▶ [Data items]
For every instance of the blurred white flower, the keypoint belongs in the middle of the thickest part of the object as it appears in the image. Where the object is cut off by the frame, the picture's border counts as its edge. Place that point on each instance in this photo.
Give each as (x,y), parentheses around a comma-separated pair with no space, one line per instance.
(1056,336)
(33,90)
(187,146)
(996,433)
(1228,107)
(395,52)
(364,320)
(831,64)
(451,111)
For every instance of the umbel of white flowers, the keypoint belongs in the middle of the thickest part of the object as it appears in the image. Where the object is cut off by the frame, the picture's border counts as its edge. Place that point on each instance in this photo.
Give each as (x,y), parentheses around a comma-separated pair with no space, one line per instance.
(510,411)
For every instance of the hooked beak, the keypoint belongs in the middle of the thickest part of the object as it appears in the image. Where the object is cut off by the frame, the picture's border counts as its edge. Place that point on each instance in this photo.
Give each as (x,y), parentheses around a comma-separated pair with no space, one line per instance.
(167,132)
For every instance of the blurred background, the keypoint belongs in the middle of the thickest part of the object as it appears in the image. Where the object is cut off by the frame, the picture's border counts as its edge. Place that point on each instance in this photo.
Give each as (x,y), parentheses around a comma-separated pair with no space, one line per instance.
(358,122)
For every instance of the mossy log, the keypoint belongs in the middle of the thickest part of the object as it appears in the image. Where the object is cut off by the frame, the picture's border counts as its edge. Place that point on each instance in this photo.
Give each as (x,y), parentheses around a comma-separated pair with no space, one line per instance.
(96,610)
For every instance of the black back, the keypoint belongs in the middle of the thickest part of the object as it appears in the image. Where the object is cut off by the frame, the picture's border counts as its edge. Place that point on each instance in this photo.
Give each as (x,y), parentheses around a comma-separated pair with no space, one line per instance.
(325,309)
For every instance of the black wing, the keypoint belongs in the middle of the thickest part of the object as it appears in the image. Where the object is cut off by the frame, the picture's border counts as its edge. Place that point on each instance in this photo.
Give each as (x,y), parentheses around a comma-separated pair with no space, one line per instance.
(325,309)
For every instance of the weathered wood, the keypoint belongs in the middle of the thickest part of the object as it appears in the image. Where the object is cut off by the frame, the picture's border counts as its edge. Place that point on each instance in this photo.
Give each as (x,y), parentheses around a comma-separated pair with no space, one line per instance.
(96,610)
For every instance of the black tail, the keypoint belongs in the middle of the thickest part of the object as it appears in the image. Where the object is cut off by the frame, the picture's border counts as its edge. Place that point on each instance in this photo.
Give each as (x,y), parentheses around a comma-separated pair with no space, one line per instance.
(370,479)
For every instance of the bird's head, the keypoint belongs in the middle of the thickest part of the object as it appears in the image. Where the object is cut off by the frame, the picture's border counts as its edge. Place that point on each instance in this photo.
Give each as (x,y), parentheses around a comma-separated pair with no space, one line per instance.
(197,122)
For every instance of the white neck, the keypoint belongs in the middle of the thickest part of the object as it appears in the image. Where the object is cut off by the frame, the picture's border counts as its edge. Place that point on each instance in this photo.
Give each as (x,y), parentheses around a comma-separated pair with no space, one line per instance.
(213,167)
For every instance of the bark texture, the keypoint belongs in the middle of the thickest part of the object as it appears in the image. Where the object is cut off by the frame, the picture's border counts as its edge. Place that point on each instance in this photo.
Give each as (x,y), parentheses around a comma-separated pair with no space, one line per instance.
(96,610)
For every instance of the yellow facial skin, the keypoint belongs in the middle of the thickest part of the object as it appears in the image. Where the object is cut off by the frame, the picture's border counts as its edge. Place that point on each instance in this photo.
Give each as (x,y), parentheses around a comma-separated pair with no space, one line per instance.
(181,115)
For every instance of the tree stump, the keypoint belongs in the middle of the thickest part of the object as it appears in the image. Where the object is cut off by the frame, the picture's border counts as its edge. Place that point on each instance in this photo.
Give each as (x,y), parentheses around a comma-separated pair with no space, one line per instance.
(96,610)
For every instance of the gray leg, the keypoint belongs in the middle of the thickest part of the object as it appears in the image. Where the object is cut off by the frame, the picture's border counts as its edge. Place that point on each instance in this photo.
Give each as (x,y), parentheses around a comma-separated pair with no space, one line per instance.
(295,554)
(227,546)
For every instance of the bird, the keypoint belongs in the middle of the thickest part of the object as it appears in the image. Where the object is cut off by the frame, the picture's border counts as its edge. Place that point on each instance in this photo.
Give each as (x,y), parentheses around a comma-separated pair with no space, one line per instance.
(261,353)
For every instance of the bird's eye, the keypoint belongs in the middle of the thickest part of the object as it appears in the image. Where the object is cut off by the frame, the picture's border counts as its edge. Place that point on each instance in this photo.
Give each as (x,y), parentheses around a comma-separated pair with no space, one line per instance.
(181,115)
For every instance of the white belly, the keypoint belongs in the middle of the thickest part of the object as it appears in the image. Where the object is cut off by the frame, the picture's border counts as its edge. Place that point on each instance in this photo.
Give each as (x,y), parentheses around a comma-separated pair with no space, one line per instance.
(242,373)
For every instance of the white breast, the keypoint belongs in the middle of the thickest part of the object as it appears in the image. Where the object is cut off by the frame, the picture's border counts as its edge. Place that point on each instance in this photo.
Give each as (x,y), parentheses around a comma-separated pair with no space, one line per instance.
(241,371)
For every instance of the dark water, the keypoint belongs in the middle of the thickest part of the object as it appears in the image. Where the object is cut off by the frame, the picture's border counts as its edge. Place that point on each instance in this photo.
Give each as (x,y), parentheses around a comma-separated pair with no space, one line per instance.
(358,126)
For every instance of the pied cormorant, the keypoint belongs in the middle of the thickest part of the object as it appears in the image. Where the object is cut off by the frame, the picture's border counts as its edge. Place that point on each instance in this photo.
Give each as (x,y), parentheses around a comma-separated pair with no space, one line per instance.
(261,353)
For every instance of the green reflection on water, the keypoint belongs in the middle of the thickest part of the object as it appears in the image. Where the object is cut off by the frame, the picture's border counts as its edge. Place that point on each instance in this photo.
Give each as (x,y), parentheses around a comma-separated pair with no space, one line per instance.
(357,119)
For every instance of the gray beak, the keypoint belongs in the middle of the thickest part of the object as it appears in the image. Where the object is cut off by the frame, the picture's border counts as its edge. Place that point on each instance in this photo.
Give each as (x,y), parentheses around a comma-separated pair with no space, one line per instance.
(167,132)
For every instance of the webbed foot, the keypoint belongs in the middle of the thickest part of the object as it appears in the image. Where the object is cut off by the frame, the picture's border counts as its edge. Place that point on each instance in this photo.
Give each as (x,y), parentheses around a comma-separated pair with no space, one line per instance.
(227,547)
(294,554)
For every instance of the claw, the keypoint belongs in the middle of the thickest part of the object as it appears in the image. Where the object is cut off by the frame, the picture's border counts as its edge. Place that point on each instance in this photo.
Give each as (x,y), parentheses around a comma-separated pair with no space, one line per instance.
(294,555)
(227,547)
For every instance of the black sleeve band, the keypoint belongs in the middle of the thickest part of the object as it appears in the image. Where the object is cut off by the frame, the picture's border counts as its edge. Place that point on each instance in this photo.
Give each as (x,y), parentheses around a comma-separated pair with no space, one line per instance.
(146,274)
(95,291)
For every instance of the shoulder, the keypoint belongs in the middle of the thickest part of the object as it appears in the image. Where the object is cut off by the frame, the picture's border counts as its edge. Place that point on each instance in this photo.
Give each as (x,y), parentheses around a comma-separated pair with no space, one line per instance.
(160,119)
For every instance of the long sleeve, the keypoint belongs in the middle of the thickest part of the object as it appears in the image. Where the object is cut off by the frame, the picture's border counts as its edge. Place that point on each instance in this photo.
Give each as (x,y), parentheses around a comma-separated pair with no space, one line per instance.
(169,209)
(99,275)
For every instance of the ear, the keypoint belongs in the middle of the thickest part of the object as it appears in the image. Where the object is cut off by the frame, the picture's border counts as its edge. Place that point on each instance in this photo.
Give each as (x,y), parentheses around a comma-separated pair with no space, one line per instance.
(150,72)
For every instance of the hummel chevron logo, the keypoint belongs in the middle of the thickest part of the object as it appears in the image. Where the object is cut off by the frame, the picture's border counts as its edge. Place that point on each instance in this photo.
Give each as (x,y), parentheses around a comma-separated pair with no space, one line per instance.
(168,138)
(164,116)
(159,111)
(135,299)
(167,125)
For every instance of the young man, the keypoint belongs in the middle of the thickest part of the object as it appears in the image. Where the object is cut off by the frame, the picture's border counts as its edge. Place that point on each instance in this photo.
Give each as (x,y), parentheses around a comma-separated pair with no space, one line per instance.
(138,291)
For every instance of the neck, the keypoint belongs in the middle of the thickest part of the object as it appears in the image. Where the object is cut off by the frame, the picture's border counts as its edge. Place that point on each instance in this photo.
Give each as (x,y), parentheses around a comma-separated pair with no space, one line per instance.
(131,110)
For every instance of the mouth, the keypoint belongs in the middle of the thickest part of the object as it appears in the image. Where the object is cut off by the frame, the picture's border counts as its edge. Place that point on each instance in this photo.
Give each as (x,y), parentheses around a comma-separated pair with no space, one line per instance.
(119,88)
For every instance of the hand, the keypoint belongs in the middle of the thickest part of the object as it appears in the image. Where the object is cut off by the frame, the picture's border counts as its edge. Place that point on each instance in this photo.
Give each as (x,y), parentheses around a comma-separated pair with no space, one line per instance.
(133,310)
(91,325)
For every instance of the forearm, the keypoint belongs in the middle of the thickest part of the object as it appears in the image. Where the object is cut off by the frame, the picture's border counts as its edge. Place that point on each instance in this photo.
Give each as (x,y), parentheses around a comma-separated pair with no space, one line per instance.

▶ [Work to be completed] Beginning at the line containing "For every instance of the forearm, the", repeat each line exactly through the last line of the entries, and include no other lines.

▶ [Solution to this problem]
For every instance of the forearm, the keypoint belongs in the middle of the thickest part of the object as it appears in the image. Where the object is cut off by the frame, the picture's border counts as its edge. Place that point on each instance in this photo.
Give each as (x,y), parentheses around a comma-separated pair with no space, one line per instance.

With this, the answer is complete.